◆ **Estratto del documento**

---------------

Un cambiamento, quello della sensibilità dei lettori, che procede in modo quasi speculare: influenzati dai social e da una comunicazione sui mass media sempre più soft, risultano meno disponibili ad affrontare recensioni impegnative, che tocchino aspetti tecnici, stilistici, formali, mentre paiono piuttosto attratti da valutazioni polarizzate, tipiche dei social (bello/brutto, mi piace/non mi piace). «La comunicazione letteraria» continua Simonetti «è sempre più semplificata, appaltata, sulle pagine dei giornali e dei supplementi culturali, a figure non specialistiche, a tuttologi vip o spesso agli scrittori più noti, che hanno la tendenza a spettacolarizzare i loro interventi e a diminuire l’approfondimento critico dell’opera. Anche per una difficoltà corporativa: per uno scrittore è molto imbarazzante parlare male di un collega, di fatto non avviene quasi mai. Ma in questo modo la critica si trasforma in “esperienza di lettura”, assecondando quello che si ritiene un gusto di un pubblico poco incline ad analisi rigorose, ma oneste».

---------------

Estrai per intero il brano sulla critica letteraria riportato sopra, senza cambiare nulla.

---------------

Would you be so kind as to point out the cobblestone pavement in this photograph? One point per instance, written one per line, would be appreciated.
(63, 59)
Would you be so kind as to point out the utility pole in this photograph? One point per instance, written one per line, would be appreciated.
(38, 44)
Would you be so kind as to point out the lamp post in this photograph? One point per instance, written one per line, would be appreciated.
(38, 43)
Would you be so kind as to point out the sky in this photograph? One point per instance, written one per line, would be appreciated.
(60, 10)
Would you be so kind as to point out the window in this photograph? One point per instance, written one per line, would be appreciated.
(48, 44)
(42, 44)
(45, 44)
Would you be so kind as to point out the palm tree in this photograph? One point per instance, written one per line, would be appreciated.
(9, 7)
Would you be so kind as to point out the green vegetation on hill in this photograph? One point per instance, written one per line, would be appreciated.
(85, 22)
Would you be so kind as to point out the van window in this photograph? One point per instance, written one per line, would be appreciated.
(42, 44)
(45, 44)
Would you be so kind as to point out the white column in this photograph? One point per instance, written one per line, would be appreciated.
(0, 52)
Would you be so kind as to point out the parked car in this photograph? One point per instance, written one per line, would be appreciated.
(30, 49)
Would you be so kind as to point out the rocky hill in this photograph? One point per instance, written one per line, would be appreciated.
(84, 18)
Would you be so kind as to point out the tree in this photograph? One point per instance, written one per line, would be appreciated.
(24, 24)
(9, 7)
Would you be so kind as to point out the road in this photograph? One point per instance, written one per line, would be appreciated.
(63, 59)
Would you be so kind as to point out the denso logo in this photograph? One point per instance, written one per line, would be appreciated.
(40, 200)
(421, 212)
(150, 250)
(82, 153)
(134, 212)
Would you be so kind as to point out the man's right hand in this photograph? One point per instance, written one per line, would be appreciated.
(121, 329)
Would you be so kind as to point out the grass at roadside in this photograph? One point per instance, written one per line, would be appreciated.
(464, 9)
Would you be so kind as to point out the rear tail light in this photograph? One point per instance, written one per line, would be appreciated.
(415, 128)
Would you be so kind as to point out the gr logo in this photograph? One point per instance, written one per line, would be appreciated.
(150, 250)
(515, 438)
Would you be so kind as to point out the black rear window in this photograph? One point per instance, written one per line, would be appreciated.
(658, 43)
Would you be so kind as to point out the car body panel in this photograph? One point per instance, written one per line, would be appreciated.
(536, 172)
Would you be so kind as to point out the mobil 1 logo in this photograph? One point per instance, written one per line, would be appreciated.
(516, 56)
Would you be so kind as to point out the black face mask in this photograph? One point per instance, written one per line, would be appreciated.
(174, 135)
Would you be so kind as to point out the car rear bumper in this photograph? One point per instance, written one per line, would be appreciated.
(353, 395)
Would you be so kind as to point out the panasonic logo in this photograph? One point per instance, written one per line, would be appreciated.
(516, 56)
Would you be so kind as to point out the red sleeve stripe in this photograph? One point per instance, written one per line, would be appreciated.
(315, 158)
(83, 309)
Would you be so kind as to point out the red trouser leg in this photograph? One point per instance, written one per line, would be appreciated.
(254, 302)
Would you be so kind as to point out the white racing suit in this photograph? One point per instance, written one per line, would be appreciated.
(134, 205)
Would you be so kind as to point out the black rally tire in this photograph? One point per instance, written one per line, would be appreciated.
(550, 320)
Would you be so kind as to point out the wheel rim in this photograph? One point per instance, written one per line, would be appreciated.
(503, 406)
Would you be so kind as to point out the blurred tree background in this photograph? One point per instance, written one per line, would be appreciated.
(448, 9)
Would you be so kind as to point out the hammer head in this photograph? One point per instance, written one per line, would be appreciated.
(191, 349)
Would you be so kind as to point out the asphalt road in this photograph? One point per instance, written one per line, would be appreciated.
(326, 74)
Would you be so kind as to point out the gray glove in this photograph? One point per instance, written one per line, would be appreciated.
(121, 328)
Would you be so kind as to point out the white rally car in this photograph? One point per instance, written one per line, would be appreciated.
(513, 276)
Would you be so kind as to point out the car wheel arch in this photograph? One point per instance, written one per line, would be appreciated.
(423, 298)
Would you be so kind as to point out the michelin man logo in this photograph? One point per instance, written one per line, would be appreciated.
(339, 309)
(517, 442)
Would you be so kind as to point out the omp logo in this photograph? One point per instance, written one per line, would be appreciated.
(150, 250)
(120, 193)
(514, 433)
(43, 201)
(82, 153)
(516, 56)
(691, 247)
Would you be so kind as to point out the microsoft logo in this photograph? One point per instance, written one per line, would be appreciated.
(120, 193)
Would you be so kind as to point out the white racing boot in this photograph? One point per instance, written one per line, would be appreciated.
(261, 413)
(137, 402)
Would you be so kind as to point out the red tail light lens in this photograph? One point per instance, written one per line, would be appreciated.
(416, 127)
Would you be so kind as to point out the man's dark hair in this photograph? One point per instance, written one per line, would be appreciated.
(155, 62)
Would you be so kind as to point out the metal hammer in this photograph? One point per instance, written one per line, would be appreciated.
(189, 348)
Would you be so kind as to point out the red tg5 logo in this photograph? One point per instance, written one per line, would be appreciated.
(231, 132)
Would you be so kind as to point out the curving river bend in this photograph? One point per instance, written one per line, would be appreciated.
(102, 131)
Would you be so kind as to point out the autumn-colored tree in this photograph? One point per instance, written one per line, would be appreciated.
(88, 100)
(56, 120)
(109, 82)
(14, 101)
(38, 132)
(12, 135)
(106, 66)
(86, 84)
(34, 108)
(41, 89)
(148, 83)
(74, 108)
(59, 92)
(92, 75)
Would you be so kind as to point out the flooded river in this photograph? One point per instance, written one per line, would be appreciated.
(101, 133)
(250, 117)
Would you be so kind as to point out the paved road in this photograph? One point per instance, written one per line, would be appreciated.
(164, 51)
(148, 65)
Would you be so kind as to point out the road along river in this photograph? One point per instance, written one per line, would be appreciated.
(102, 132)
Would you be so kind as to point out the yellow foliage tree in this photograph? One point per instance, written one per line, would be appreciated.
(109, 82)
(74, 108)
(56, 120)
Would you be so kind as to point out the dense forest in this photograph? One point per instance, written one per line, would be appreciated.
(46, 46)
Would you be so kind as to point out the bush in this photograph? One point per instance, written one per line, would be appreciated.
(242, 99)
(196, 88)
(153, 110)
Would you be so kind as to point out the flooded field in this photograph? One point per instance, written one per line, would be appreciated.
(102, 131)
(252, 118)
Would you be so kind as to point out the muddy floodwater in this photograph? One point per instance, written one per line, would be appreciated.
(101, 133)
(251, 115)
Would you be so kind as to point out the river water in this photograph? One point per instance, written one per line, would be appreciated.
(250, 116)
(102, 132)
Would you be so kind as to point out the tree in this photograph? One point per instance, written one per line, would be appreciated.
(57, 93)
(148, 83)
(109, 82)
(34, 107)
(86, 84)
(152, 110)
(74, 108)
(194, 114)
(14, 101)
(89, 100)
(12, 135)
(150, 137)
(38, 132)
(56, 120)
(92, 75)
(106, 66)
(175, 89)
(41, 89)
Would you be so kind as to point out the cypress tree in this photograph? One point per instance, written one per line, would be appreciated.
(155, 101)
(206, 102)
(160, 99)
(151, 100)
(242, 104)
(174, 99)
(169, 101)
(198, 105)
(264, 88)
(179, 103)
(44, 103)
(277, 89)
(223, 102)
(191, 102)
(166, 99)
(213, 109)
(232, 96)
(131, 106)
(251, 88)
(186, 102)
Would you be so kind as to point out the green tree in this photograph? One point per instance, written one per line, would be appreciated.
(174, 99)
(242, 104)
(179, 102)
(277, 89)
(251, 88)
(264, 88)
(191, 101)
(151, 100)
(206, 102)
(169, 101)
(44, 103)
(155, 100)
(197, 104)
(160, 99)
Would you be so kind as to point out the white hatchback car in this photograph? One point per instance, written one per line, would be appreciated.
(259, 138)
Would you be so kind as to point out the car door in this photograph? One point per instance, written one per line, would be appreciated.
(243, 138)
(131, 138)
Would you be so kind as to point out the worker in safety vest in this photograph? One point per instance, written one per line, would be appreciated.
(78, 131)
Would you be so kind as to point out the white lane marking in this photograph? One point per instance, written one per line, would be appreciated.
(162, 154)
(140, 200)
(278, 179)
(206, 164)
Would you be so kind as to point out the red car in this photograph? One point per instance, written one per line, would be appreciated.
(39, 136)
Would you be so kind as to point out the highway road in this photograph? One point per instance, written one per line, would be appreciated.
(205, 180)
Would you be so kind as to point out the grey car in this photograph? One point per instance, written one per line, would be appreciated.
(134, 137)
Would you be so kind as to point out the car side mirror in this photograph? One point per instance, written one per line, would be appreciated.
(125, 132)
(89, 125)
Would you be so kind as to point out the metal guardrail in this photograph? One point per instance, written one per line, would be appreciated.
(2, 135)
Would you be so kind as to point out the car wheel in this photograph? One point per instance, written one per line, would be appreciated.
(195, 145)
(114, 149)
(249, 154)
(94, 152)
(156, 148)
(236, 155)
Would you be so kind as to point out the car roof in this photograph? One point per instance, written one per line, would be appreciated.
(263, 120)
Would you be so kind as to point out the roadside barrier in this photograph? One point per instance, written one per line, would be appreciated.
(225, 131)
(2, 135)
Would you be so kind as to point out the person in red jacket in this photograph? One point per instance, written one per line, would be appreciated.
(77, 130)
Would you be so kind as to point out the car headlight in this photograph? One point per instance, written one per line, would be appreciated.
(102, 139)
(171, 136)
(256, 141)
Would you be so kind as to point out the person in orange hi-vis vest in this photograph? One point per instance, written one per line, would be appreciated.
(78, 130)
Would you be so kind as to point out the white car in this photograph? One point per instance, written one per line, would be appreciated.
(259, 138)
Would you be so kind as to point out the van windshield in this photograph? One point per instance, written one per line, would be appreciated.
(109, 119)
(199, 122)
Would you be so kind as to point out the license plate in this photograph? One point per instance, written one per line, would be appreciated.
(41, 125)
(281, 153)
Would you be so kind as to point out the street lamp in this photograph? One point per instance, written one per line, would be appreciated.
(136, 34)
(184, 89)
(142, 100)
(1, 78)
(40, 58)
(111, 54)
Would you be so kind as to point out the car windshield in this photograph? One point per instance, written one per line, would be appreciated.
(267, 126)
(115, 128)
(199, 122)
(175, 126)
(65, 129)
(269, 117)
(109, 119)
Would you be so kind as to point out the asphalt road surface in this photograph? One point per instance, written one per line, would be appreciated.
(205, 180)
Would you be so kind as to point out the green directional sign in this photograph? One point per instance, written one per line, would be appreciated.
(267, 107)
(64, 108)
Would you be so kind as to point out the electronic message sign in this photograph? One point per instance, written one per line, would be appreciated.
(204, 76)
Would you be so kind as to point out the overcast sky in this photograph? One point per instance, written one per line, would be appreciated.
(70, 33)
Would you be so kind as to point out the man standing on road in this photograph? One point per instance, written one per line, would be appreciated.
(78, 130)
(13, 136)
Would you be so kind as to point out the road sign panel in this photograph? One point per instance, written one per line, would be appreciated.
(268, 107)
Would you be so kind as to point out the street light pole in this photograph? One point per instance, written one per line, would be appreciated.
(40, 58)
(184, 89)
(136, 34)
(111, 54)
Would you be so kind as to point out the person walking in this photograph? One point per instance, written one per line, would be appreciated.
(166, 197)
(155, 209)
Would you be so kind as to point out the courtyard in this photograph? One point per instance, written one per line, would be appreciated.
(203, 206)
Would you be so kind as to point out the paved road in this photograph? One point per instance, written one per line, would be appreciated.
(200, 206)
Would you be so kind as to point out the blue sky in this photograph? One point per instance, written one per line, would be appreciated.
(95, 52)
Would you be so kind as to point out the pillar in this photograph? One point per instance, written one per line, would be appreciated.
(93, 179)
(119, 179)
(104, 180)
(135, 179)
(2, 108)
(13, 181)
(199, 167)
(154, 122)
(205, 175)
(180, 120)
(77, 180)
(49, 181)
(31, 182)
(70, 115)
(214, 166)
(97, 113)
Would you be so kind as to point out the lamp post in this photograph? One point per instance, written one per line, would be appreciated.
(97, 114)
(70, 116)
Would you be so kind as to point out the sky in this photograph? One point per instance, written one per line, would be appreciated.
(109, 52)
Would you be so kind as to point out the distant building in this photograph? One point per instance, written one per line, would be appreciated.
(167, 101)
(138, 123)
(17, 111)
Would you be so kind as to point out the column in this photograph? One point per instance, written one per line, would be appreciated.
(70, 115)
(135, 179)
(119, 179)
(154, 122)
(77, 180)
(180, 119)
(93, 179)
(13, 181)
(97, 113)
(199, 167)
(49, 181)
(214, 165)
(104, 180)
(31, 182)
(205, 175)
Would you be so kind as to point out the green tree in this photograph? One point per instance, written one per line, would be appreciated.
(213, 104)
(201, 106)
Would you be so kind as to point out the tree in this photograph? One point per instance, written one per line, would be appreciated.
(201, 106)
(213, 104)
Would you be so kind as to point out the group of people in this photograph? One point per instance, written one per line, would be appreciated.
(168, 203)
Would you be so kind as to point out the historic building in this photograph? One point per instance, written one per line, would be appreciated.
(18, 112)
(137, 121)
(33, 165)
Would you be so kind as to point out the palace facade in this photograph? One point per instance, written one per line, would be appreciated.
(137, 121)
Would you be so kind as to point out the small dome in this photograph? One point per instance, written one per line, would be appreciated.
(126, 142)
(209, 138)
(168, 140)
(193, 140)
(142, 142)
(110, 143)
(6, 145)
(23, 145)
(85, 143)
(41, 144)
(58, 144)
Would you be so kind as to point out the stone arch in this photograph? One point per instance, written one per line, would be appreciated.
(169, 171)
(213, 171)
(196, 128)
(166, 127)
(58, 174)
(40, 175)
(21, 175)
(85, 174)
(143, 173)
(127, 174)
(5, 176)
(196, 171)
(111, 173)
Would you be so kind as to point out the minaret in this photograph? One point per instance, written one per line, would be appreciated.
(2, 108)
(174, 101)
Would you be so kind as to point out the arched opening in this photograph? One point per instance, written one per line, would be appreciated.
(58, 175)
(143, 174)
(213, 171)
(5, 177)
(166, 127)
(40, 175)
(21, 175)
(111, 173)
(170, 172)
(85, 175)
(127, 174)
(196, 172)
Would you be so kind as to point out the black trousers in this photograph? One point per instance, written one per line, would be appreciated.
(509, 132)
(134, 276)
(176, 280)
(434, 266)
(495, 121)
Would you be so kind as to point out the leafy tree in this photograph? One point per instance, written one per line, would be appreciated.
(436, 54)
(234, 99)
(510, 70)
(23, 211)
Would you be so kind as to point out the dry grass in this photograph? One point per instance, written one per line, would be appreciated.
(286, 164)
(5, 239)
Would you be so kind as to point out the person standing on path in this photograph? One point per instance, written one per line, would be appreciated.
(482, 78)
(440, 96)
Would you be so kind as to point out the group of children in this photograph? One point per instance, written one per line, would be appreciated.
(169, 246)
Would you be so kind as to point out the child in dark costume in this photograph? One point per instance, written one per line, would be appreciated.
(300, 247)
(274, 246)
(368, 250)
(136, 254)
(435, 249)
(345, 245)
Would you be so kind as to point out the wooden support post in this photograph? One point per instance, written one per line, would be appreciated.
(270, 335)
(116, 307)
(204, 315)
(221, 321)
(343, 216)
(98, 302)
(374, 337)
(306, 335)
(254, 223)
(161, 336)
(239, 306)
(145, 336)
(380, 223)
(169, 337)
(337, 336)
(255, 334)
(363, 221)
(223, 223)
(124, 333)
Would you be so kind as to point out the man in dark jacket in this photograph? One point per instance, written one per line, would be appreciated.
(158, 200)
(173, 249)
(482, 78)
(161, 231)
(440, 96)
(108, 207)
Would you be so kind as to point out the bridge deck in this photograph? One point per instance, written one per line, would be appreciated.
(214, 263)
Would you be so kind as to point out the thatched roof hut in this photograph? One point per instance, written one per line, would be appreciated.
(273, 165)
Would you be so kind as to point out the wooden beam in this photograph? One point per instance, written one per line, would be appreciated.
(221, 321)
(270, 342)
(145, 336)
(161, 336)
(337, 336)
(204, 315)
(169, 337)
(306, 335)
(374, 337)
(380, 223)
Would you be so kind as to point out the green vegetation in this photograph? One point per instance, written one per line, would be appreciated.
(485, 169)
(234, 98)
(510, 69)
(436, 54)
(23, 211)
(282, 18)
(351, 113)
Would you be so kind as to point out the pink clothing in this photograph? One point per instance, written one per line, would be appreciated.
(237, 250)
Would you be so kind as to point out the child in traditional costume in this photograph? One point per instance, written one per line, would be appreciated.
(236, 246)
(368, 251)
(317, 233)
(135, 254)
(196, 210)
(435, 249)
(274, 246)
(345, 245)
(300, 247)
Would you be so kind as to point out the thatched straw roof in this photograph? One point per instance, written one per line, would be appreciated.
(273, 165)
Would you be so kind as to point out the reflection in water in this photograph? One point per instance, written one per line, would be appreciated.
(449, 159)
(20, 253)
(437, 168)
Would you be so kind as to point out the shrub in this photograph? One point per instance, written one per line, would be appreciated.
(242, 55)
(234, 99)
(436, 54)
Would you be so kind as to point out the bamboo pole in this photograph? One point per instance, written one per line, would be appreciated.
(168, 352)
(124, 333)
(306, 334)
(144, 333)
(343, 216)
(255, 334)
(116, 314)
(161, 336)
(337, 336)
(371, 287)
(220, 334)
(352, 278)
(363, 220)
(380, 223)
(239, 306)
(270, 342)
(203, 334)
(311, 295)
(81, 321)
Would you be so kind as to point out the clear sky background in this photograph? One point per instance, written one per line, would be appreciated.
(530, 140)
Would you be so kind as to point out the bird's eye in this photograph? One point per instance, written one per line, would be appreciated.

---------------

◆ **Risultato del compito**
Un cambiamento, quello della sensibilità dei lettori, che procede in modo quasi speculare: influenzati dai social e da una comunicazione sui mass media sempre più soft, risultano meno disponibili ad affrontare recensioni impegnative, che tocchino aspetti tecnici, stilistici, formali, mentre paiono piuttosto attratti da valutazioni polarizzate, tipiche dei social (bello/brutto, mi piace/non mi piace). «La comunicazione letteraria» continua Simonetti «è sempre più semplificata, appaltata, sulle pagine dei giornali e dei supplementi culturali, a figure non specialistiche, a tuttologi vip o spesso agli scrittori più noti, che hanno la tendenza a spettacolarizzare i loro interventi e a diminuire l’approfondimento critico dell’opera. Anche per una difficoltà corporativa: per uno scrittore è molto imbarazzante parlare male di un collega, di fatto non avviene quasi mai. Ma in questo modo la critica si trasforma in “esperienza di lettura”, assecondando quello che si ritiene un gusto di un pubblico poco incline ad analisi rigorose, ma oneste».